| Records |
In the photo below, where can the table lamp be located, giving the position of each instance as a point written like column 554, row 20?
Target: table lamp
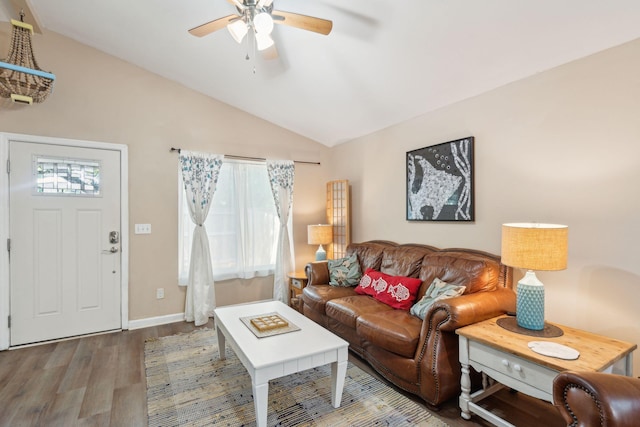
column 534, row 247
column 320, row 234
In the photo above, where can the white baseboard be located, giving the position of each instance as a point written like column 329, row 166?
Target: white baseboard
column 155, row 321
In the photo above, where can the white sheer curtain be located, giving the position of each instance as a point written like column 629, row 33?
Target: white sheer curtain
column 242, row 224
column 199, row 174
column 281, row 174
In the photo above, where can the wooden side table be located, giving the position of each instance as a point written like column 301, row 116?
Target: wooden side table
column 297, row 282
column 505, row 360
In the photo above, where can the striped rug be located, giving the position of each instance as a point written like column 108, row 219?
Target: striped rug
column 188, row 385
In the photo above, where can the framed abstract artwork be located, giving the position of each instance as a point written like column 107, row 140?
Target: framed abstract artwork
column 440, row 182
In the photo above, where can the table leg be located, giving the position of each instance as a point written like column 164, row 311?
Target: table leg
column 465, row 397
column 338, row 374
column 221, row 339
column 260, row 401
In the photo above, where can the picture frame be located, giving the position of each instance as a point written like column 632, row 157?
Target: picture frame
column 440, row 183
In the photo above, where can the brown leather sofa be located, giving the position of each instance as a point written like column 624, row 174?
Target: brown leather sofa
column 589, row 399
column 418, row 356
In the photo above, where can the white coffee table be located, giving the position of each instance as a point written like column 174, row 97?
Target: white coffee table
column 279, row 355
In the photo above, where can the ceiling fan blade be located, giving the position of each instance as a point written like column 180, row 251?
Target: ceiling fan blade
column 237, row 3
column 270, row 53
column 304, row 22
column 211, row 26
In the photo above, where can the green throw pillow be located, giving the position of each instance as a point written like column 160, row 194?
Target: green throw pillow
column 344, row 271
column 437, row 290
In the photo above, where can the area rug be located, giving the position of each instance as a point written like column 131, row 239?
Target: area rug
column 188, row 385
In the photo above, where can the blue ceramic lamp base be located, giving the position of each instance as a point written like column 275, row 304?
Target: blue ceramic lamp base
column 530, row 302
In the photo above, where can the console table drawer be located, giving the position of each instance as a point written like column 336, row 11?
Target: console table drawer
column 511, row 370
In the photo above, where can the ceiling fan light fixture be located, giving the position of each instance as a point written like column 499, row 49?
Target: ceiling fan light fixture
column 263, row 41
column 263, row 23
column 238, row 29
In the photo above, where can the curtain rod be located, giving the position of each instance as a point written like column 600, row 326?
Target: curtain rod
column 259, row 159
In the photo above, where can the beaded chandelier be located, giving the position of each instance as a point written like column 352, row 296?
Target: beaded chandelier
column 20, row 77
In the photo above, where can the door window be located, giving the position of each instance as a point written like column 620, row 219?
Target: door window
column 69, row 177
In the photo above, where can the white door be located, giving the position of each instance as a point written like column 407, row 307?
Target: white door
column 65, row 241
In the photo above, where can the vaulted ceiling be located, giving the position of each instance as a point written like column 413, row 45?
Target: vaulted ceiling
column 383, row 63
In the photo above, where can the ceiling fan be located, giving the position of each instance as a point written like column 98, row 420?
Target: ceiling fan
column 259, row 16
* * *
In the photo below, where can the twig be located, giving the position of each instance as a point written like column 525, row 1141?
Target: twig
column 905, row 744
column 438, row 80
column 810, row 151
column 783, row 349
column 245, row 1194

| What you should do |
Reproduce the rows from the line containing "In the photo above, where can the area" down to the line containing "column 259, row 16", with "vaulted ceiling" changed to "arched ceiling" and all else left as it is.

| Answer to the exercise |
In the photo above, where can the area rug be located, giving the position of each instance as a point written like column 131, row 239?
Target: area rug
column 188, row 385
In the photo above, where can the blue ceramic lamp base be located, giving the position of each instance as a point written like column 275, row 304?
Target: blue ceramic lamp base
column 530, row 302
In the photo above, where can the console table drawer be located, giving the position of each instance as a point written like column 336, row 11?
Target: console table drawer
column 511, row 370
In the photo above, where can the ceiling fan light fixture be located, giving the position of each instance as a point written like column 499, row 49?
Target: ceiling fan light fixture
column 263, row 41
column 263, row 23
column 238, row 29
In the photo above, where can the curtain rod be located, giving the position of each instance as a point written like column 600, row 326?
Target: curtain rod
column 259, row 159
In the photo above, where can the beaded chandelier be located, giving the position of each instance as a point written like column 352, row 296?
Target: beaded chandelier
column 20, row 77
In the photo above, where can the door window be located, giving the position of each instance as a point written like column 620, row 219?
Target: door window
column 69, row 177
In the photo above, where can the white door be located, giving the position of each instance as a point written like column 407, row 307?
Target: white door
column 65, row 241
In the photo above, where can the arched ceiling be located, giving the position of each instance as a point written like column 413, row 45?
Target: arched ceiling
column 383, row 63
In the photo above, where can the ceiling fan be located, giving the position of each instance as a point written like column 98, row 420?
Target: ceiling fan
column 259, row 16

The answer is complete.